— Task goal —
Wherever a line of the records contains "chick", copy that line.
----- Material for the task -----
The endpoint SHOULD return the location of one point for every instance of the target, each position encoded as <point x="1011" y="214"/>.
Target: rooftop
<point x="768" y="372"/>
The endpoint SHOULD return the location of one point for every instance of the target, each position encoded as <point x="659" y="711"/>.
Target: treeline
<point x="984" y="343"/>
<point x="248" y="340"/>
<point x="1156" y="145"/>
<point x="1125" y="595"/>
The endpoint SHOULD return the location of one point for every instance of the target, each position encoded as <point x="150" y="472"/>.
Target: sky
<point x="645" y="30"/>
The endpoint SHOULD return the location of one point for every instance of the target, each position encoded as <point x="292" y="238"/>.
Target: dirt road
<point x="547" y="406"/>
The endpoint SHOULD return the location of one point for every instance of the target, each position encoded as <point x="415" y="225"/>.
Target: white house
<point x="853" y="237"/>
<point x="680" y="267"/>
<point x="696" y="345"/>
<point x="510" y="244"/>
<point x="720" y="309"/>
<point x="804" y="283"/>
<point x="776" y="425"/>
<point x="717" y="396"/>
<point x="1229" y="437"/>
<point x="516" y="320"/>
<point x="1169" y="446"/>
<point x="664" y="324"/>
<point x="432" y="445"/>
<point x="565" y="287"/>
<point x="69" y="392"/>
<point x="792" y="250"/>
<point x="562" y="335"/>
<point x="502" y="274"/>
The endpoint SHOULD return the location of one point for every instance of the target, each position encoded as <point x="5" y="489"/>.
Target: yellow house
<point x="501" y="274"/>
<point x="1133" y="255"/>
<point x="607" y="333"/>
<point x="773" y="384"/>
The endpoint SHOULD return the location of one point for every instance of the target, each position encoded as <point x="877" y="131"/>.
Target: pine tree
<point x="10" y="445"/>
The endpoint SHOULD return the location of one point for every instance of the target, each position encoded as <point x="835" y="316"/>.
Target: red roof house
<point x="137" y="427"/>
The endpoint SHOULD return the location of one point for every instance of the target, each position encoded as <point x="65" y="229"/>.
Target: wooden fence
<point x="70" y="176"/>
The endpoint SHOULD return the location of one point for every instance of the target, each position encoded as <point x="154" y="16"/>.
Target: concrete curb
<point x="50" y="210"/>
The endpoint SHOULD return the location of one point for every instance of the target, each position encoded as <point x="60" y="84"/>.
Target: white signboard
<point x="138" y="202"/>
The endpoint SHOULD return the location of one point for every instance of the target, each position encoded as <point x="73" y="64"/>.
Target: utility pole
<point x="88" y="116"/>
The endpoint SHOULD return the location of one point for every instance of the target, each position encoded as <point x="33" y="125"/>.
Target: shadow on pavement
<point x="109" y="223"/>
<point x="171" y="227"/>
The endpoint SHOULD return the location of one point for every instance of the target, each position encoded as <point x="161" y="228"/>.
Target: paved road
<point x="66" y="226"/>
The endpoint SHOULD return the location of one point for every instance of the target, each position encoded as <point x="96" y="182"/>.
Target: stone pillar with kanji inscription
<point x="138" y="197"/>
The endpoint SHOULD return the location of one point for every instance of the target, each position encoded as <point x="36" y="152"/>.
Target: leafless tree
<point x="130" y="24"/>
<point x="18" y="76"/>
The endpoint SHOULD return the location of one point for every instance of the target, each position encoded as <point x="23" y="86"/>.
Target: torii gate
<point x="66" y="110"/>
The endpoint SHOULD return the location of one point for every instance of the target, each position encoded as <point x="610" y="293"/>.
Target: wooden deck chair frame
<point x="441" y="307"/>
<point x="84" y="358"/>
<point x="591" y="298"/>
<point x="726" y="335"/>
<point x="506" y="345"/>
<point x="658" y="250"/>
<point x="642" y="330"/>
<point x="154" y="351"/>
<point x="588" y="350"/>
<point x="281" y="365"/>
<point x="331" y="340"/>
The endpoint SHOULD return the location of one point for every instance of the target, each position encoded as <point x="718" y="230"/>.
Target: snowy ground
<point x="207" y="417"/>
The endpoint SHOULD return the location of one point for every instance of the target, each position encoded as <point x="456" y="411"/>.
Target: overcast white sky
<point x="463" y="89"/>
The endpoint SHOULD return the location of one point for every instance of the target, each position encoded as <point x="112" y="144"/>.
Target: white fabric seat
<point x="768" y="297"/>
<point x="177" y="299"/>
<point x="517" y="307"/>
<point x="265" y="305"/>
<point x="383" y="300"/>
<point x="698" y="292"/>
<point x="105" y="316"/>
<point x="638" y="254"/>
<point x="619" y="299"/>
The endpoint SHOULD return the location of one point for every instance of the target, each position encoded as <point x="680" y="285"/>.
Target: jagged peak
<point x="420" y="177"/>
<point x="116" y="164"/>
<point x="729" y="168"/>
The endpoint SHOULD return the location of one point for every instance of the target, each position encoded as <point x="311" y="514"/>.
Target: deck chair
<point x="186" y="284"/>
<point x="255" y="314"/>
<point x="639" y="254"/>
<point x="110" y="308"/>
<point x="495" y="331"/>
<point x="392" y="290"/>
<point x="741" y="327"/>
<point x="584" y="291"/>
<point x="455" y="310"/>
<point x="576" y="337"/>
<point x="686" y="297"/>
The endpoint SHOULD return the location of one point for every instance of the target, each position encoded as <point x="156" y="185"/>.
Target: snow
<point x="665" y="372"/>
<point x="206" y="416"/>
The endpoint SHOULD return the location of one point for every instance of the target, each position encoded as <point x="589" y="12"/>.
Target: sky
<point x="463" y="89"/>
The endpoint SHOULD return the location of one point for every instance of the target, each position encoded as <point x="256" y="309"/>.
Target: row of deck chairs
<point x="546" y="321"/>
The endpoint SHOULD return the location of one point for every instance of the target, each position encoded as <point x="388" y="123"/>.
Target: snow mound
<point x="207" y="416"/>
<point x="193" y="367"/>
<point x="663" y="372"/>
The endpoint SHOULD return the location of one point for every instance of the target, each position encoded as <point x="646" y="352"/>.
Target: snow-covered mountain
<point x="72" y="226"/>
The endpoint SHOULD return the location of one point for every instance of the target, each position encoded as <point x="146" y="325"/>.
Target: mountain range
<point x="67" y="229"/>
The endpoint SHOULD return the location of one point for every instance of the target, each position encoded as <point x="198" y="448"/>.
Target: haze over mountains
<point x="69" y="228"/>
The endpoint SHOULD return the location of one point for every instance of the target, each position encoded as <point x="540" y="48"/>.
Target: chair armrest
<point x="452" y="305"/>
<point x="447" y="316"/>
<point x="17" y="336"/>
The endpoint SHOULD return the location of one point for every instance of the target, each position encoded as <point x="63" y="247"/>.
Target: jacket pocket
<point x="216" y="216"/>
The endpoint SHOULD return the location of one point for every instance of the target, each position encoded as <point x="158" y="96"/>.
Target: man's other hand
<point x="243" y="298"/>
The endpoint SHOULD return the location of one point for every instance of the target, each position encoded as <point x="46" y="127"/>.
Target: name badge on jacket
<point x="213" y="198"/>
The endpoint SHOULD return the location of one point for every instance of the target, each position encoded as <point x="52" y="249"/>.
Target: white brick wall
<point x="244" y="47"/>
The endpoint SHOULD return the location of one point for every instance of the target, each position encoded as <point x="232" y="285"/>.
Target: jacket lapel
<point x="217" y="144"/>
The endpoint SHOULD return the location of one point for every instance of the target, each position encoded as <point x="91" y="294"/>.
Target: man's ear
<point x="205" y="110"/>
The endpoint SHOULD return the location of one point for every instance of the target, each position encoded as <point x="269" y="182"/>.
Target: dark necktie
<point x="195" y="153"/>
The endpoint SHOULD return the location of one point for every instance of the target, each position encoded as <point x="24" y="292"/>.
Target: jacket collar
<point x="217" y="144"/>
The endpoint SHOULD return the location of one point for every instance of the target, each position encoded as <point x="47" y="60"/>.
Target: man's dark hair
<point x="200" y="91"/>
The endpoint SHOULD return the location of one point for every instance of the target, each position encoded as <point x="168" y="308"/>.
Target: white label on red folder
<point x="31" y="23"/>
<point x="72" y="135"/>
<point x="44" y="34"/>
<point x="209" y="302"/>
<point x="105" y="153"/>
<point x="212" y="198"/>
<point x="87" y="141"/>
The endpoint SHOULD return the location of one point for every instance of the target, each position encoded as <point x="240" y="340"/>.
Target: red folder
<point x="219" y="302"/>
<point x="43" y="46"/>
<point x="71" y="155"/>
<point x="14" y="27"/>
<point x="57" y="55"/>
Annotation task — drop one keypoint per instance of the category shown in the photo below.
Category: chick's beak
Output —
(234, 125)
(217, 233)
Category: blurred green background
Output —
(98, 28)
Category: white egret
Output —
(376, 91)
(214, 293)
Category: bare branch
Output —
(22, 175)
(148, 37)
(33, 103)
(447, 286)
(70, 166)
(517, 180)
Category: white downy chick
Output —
-----
— Answer box —
Category: chick's beak
Category: white downy chick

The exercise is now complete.